- [Listed records]:
__________________________________________________

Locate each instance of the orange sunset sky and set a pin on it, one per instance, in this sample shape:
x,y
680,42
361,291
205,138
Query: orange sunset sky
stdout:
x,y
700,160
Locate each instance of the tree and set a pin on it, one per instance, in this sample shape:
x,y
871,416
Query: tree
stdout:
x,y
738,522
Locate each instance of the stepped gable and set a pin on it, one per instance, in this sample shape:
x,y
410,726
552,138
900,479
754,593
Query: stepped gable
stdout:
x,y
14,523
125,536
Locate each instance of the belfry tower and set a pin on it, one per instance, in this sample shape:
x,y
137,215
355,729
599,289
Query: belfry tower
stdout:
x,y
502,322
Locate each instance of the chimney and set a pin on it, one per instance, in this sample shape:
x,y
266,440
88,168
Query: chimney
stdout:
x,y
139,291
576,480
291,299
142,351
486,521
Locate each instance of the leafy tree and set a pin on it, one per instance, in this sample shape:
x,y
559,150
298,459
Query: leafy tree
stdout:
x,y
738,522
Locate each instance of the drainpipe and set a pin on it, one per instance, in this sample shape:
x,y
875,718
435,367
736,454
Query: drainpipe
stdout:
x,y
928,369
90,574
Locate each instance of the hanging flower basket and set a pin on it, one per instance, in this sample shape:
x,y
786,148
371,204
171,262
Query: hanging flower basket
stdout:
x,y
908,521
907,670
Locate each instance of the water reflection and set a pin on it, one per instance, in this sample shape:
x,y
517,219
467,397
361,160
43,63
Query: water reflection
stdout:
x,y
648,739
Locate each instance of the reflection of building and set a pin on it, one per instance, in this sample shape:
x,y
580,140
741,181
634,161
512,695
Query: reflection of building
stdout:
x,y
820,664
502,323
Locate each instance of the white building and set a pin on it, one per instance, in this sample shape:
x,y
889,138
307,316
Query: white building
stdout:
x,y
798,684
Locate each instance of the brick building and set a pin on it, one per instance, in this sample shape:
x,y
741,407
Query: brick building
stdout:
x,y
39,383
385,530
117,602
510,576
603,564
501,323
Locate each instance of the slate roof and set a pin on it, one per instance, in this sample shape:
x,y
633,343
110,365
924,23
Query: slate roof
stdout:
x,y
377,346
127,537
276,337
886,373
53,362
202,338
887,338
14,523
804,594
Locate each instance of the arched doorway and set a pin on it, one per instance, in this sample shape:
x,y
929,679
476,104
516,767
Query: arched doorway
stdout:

__________________________________________________

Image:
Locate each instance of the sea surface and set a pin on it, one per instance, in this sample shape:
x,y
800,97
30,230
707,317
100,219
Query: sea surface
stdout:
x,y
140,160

__________________________________________________

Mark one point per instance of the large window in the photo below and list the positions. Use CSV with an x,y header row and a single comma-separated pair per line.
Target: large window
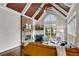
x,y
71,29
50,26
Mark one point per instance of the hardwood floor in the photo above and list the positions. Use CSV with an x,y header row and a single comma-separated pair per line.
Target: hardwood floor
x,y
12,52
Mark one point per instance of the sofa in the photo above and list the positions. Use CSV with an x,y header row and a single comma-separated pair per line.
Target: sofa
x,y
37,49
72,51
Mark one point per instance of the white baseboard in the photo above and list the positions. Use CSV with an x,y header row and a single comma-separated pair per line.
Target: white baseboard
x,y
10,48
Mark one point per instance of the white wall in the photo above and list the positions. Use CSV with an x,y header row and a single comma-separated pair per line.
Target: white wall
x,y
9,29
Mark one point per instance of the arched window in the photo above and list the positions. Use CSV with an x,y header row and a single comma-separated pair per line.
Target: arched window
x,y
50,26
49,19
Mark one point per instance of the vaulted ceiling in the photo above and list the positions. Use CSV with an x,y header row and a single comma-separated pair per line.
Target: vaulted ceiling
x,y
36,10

__________________________________________________

- [Aim of the task]:
Filter the listing above by the word "water"; copy each line that passes.

- [Solution for this exercise]:
Locate each instance of the water reflection and set a pin on it, one per instance, in this sample shape:
Query: water reflection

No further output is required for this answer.